La grève des dockers est la troisième grande grève historique de la séquence 1947-1948-1949 ; au sens strict, on déborde sur 1950.
Cette grève fut, en effet, davantage une longue bataille qu’une grève unique ; elle mêle beaucoup de types d’actions, pour une période allant du 2 novembre 1949 au 18 avril 1950.
Sont touchés les ports de Toulon, Lorient, Rouen, La Rochelle, Casablanca, Brest, Saint-Nazaire, Nice, La Rochelle-La Pallice, Bordeaux, Cherbourg, Caen, Le Havre, Sète, Port-de-Bouc, Port-Saint-Louis, Port Vendre et surtout Marseille, où le mouvement va durer une vingtaine de semaines en continu.
Voici La chanson des dockers, qui reflète bien l’état d’esprit d’alors, même si elle date de 1951. Elle a été écrite par Maurice Morelly (secrétaire national du syndicat des artistes de variétés CGT de 1946 à 1961) sur la musique de sa fille Chantal Sullivan.

[Consignes]
1) D'après le texte sur la grève des dockers, quelle période ce mouvement a-t-il couverte ?
2) Prolongez le texte consacré à la grève des dockers en reprenant après sa dernière phrase.

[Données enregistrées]

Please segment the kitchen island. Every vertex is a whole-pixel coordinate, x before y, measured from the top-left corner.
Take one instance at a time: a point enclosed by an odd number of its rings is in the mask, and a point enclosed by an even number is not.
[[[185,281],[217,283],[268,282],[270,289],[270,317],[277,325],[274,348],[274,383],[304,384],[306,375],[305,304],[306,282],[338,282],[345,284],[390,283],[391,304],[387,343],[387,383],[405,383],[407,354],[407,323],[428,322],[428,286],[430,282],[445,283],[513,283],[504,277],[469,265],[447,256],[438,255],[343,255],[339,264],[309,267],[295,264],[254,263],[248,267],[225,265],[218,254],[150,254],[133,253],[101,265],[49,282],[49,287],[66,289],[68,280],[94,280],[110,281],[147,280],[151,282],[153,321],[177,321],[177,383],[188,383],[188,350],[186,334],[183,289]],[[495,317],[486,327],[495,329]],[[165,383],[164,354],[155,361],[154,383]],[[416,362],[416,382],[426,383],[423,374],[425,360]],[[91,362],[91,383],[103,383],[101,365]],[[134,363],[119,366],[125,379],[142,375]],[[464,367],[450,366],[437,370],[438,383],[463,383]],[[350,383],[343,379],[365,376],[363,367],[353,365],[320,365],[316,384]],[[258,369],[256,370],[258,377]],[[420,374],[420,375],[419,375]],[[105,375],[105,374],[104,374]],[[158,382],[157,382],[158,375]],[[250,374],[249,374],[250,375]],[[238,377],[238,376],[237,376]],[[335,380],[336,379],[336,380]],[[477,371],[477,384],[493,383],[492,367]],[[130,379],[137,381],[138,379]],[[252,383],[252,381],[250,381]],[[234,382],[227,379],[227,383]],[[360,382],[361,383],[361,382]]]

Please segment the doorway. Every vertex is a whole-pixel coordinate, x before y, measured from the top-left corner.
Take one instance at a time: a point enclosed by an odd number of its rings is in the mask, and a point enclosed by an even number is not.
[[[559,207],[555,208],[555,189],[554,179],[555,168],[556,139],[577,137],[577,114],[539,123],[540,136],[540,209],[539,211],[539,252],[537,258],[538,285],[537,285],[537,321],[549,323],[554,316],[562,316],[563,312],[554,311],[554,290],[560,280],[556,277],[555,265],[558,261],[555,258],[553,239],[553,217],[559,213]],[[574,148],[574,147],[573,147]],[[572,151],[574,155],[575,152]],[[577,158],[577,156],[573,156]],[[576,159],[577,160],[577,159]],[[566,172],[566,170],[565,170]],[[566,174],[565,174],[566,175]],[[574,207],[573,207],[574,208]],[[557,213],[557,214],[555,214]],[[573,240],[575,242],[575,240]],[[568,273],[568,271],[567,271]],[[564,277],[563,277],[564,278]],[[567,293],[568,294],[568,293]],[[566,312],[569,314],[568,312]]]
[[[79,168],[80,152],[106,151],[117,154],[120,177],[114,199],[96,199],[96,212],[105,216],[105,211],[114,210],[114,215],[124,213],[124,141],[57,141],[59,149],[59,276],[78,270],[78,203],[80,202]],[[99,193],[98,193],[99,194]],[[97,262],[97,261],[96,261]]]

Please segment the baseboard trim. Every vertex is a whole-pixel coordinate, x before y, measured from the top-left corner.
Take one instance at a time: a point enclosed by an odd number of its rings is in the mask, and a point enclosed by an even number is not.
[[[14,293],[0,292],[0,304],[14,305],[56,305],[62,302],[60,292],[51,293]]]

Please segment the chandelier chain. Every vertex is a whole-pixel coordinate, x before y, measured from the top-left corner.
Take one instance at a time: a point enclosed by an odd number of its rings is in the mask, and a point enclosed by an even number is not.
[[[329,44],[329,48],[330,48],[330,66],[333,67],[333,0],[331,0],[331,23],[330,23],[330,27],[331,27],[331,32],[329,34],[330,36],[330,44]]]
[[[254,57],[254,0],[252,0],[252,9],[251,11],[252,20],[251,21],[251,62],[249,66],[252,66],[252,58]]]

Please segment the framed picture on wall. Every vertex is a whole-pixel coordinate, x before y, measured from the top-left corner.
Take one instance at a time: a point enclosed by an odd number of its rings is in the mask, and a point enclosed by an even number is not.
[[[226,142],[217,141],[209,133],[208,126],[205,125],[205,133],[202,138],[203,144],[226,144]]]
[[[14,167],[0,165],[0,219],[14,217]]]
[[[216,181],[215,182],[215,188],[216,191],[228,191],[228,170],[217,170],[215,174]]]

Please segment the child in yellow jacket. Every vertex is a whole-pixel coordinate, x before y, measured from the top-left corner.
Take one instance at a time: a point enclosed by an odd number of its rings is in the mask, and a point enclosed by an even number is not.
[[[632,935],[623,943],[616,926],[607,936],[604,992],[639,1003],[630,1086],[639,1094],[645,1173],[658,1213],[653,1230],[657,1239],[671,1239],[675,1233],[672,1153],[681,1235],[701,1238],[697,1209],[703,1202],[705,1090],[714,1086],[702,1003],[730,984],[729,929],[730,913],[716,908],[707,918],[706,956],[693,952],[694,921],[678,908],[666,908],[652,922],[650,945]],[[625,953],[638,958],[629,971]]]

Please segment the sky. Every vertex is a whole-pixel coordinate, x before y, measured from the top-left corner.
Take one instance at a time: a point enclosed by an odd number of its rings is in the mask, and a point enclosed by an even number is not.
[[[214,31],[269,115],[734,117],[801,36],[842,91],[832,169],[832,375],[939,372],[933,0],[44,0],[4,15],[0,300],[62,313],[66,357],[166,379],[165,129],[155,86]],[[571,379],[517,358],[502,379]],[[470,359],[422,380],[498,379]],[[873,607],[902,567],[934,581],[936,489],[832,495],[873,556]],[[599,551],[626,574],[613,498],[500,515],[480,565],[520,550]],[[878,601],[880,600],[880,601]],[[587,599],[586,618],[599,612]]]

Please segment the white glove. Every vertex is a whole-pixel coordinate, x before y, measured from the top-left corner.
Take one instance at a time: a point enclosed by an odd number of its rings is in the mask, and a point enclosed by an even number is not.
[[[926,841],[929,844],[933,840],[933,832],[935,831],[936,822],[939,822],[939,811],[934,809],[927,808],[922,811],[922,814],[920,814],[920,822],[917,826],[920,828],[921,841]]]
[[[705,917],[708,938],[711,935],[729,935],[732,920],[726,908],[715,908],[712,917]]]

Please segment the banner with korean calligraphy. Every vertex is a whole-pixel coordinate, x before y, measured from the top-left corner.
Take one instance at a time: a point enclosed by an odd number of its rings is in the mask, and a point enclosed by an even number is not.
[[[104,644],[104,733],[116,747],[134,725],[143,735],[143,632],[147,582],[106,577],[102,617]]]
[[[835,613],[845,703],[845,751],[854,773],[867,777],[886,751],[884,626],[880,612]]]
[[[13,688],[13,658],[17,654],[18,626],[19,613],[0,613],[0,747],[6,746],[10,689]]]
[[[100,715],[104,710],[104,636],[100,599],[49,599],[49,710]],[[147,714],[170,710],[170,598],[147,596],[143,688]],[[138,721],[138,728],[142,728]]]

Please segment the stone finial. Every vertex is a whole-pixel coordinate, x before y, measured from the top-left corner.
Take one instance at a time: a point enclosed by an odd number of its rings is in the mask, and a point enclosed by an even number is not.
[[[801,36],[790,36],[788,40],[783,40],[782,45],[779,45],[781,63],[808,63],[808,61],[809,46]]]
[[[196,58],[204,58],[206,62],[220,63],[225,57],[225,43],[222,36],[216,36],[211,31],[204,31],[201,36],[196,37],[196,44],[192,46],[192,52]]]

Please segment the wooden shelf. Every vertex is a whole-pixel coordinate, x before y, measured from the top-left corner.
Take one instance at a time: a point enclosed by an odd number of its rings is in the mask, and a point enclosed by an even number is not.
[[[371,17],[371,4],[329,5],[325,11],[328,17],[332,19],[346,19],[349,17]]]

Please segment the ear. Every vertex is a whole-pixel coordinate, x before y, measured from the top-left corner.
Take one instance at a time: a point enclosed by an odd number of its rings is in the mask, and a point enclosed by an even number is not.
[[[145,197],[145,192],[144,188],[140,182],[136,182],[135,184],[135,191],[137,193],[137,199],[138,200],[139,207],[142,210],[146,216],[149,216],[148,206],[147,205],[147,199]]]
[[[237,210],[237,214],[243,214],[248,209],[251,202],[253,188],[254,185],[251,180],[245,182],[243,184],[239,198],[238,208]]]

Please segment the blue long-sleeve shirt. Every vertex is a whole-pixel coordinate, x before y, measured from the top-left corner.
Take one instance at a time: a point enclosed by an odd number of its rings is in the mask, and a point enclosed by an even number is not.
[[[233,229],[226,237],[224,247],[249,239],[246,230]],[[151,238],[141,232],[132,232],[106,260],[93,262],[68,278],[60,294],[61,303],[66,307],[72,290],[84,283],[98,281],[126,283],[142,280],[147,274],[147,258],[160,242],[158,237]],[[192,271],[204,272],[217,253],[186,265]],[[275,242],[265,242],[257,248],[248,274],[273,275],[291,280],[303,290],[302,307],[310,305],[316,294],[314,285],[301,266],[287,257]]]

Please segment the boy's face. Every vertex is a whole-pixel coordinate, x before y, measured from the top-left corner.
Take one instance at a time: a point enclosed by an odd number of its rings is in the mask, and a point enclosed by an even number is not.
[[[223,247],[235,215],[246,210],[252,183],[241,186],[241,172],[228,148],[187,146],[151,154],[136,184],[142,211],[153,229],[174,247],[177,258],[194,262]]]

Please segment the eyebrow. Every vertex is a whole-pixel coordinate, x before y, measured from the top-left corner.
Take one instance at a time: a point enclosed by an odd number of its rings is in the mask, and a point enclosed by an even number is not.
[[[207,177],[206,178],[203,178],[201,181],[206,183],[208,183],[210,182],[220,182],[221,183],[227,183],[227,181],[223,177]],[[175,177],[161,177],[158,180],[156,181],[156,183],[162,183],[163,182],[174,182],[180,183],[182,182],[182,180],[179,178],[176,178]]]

[Réponses]
1) Du 2 novembre 1949 au 18 avril 1950.

2)
« Sur tous les quais de tous les ports de France,
Entendez-vous ces dockers, ces grutiers,
Dire aux bateaux, aux armées en partance
Nous voulons travailler pour la paixPlus de canons, plus d’obus pour la guerre
Paix au Vietnam : renvoyez nos garçons,
Rendez leurs fils aux malheureuses mères,
Envoyez donc les va-t-en guerre en prison.C’est la chanson des dockers,
C’est la chanson de tous les hommes libres,
C’est la chanson des dockers :
Qui revendiquent partout le droit de vivre!C’est la chanson des dockers
Qui sert d’exemple à tous les prolétaires
Pour dire partout :
Comptez sur nous
les dockers sont vos frères !Dans toutes les rues de toutes les villes de France.
Dans chaque village, les bourgs et les hameaux,
Du nord de Seine aux bords de la Durance,
Dans les usines, les champs et les bureaux,
Les combattants d’une paix qu’on opprime,
Tant qu’il est chaud, sauront battre le fer.
Et nous vaincrons les profiteurs du crime.
L’âme enflammée par le chant des dockers.C’est la chanson des dockers :
Elle combat pour la paix à l’avant-garde.
C’est la chanson des dockers :
Aux massacreurs elle dit : « prenez garde »
C’est la chanson des Français
Qui sert d’exemple à tous les prolétaires,
Pour dire partout au monde entier
Comptez-sur-nous les Français sont vos frères ! »
Le mouvement des dockers est un grand test. La grève de la fin de l’année 1947 n’avait pas été un succès, en raison d’un comité national entravant les Fédérations de la CGT qui auraient pu impulser de nouvelles dynamiques.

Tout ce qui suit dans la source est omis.